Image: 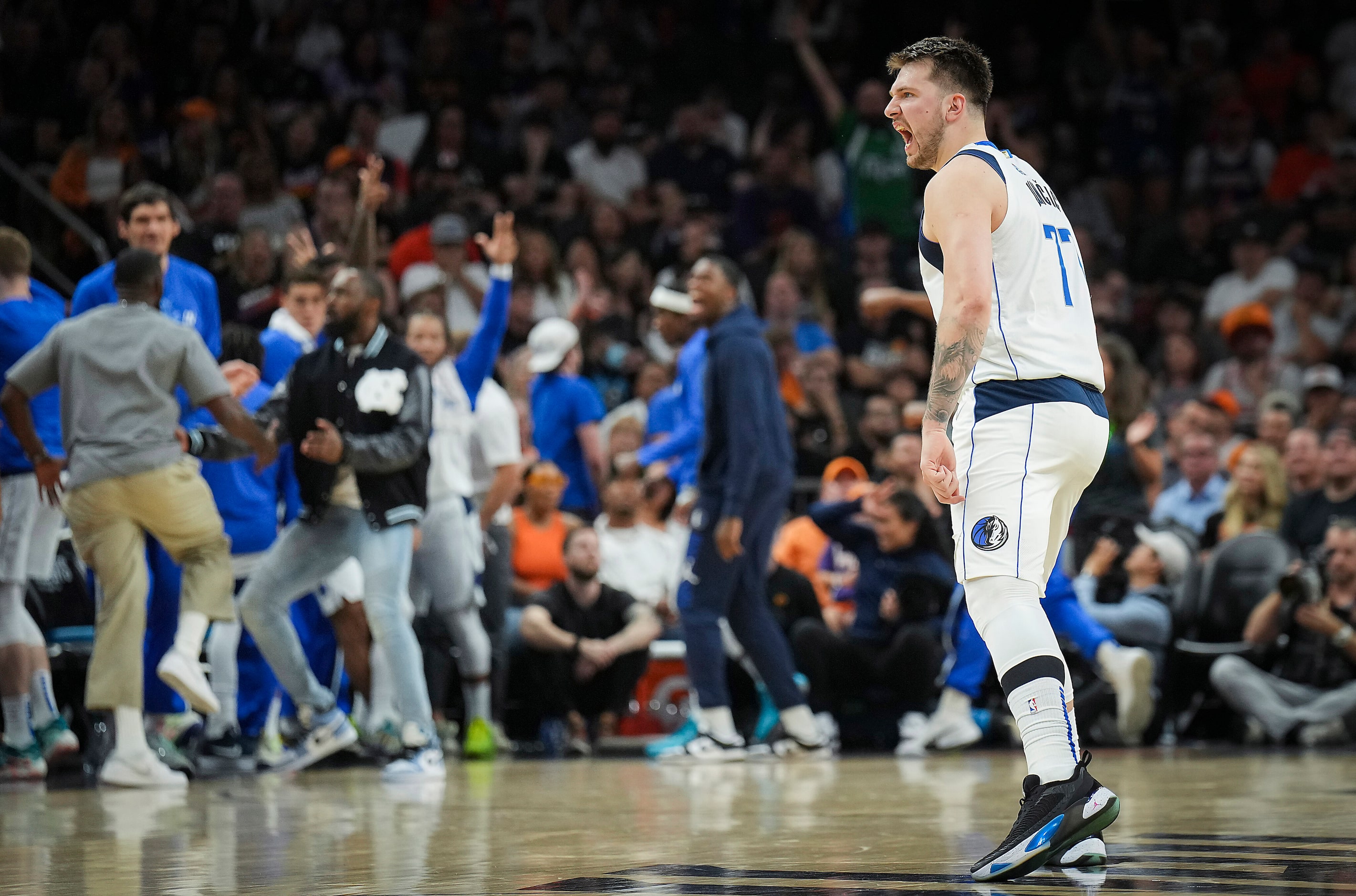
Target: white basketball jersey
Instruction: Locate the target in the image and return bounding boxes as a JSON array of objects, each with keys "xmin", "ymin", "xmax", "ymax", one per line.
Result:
[{"xmin": 918, "ymin": 140, "xmax": 1105, "ymax": 390}]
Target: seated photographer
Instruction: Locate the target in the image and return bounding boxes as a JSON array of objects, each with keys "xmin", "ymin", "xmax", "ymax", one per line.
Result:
[
  {"xmin": 522, "ymin": 526, "xmax": 660, "ymax": 754},
  {"xmin": 791, "ymin": 480, "xmax": 956, "ymax": 716},
  {"xmin": 1210, "ymin": 518, "xmax": 1356, "ymax": 747},
  {"xmin": 1074, "ymin": 525, "xmax": 1190, "ymax": 650}
]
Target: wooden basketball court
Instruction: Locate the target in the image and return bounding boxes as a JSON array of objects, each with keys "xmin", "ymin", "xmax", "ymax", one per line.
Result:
[{"xmin": 0, "ymin": 750, "xmax": 1356, "ymax": 896}]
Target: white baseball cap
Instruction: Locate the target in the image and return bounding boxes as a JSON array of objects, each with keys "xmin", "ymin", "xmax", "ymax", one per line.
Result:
[
  {"xmin": 528, "ymin": 317, "xmax": 579, "ymax": 373},
  {"xmin": 400, "ymin": 261, "xmax": 448, "ymax": 302},
  {"xmin": 649, "ymin": 286, "xmax": 693, "ymax": 314},
  {"xmin": 1135, "ymin": 523, "xmax": 1190, "ymax": 585}
]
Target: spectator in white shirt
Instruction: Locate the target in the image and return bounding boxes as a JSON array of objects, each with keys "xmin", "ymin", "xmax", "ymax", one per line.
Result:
[
  {"xmin": 567, "ymin": 108, "xmax": 646, "ymax": 206},
  {"xmin": 594, "ymin": 479, "xmax": 681, "ymax": 618},
  {"xmin": 1204, "ymin": 221, "xmax": 1296, "ymax": 323},
  {"xmin": 400, "ymin": 213, "xmax": 490, "ymax": 333}
]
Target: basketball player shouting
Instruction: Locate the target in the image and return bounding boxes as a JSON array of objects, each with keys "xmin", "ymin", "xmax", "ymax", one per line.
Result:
[{"xmin": 886, "ymin": 38, "xmax": 1120, "ymax": 881}]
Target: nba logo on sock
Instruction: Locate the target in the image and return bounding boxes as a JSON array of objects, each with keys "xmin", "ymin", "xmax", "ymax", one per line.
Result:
[{"xmin": 970, "ymin": 516, "xmax": 1008, "ymax": 551}]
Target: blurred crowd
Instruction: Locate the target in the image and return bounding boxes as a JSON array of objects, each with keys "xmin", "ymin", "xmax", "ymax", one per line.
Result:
[{"xmin": 0, "ymin": 0, "xmax": 1356, "ymax": 770}]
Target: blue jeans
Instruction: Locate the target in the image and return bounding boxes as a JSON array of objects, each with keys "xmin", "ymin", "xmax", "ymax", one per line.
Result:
[{"xmin": 240, "ymin": 507, "xmax": 433, "ymax": 733}]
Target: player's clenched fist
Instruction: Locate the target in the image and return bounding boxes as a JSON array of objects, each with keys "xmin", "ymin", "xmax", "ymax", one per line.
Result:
[{"xmin": 918, "ymin": 426, "xmax": 966, "ymax": 504}]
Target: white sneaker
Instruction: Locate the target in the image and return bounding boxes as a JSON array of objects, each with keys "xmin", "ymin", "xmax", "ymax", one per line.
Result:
[
  {"xmin": 1299, "ymin": 719, "xmax": 1351, "ymax": 747},
  {"xmin": 922, "ymin": 688, "xmax": 984, "ymax": 750},
  {"xmin": 1097, "ymin": 643, "xmax": 1154, "ymax": 747},
  {"xmin": 655, "ymin": 735, "xmax": 749, "ymax": 764},
  {"xmin": 764, "ymin": 738, "xmax": 838, "ymax": 759},
  {"xmin": 99, "ymin": 750, "xmax": 188, "ymax": 788},
  {"xmin": 156, "ymin": 648, "xmax": 221, "ymax": 716},
  {"xmin": 381, "ymin": 743, "xmax": 448, "ymax": 782}
]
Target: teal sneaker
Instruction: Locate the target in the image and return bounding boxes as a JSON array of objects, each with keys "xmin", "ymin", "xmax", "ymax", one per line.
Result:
[
  {"xmin": 646, "ymin": 719, "xmax": 697, "ymax": 759},
  {"xmin": 752, "ymin": 682, "xmax": 781, "ymax": 744},
  {"xmin": 32, "ymin": 716, "xmax": 80, "ymax": 766},
  {"xmin": 0, "ymin": 740, "xmax": 47, "ymax": 781}
]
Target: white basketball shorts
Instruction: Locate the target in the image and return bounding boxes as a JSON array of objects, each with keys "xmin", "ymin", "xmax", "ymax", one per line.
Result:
[{"xmin": 950, "ymin": 377, "xmax": 1109, "ymax": 593}]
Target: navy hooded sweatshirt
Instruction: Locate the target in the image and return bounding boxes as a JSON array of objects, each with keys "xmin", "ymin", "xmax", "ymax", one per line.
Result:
[{"xmin": 697, "ymin": 305, "xmax": 794, "ymax": 522}]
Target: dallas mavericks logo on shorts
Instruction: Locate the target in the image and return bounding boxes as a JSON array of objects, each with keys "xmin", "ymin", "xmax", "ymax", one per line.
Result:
[{"xmin": 970, "ymin": 516, "xmax": 1008, "ymax": 551}]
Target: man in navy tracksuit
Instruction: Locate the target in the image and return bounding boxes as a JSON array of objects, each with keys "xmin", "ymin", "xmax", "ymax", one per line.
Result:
[{"xmin": 660, "ymin": 255, "xmax": 833, "ymax": 762}]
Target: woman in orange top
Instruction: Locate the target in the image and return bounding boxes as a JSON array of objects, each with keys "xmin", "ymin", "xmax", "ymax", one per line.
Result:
[{"xmin": 512, "ymin": 461, "xmax": 583, "ymax": 603}]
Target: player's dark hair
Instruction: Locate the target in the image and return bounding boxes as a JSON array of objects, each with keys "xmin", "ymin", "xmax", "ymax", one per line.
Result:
[
  {"xmin": 282, "ymin": 261, "xmax": 330, "ymax": 293},
  {"xmin": 113, "ymin": 248, "xmax": 164, "ymax": 301},
  {"xmin": 217, "ymin": 321, "xmax": 263, "ymax": 370},
  {"xmin": 348, "ymin": 267, "xmax": 386, "ymax": 300},
  {"xmin": 118, "ymin": 180, "xmax": 174, "ymax": 221},
  {"xmin": 0, "ymin": 228, "xmax": 32, "ymax": 277},
  {"xmin": 701, "ymin": 252, "xmax": 744, "ymax": 290},
  {"xmin": 886, "ymin": 37, "xmax": 994, "ymax": 113}
]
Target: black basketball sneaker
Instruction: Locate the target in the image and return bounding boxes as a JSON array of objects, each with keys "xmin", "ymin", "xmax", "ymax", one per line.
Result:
[{"xmin": 970, "ymin": 752, "xmax": 1120, "ymax": 881}]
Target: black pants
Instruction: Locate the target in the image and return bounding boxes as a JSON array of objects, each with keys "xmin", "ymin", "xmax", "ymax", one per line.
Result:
[
  {"xmin": 522, "ymin": 648, "xmax": 649, "ymax": 719},
  {"xmin": 791, "ymin": 619, "xmax": 947, "ymax": 714}
]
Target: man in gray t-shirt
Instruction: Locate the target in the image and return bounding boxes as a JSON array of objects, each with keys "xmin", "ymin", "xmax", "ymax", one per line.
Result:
[{"xmin": 0, "ymin": 250, "xmax": 278, "ymax": 786}]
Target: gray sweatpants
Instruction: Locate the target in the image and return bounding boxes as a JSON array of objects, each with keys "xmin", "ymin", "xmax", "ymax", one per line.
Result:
[
  {"xmin": 1210, "ymin": 656, "xmax": 1356, "ymax": 740},
  {"xmin": 409, "ymin": 496, "xmax": 490, "ymax": 679},
  {"xmin": 240, "ymin": 507, "xmax": 434, "ymax": 735}
]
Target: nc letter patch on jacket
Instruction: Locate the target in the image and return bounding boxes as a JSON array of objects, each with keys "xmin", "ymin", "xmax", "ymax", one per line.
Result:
[{"xmin": 353, "ymin": 369, "xmax": 409, "ymax": 414}]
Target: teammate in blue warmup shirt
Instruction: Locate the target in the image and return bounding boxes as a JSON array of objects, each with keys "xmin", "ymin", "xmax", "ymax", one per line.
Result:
[
  {"xmin": 528, "ymin": 317, "xmax": 606, "ymax": 519},
  {"xmin": 660, "ymin": 256, "xmax": 833, "ymax": 762},
  {"xmin": 71, "ymin": 182, "xmax": 221, "ymax": 713},
  {"xmin": 635, "ymin": 286, "xmax": 707, "ymax": 493},
  {"xmin": 0, "ymin": 228, "xmax": 80, "ymax": 781}
]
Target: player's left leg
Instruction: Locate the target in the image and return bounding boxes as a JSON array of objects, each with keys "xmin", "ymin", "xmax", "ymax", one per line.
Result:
[
  {"xmin": 725, "ymin": 481, "xmax": 834, "ymax": 756},
  {"xmin": 956, "ymin": 401, "xmax": 1120, "ymax": 881}
]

◆ **EXERCISE GOAL**
Find every line in the records above that contains the string "player", and copy each of those lines in full.

◆ **OUTPUT FOR THIS EXERCISE**
Target: basketball player shouting
Target: player's clenched fist
Target: player's dark hair
Target: player's left leg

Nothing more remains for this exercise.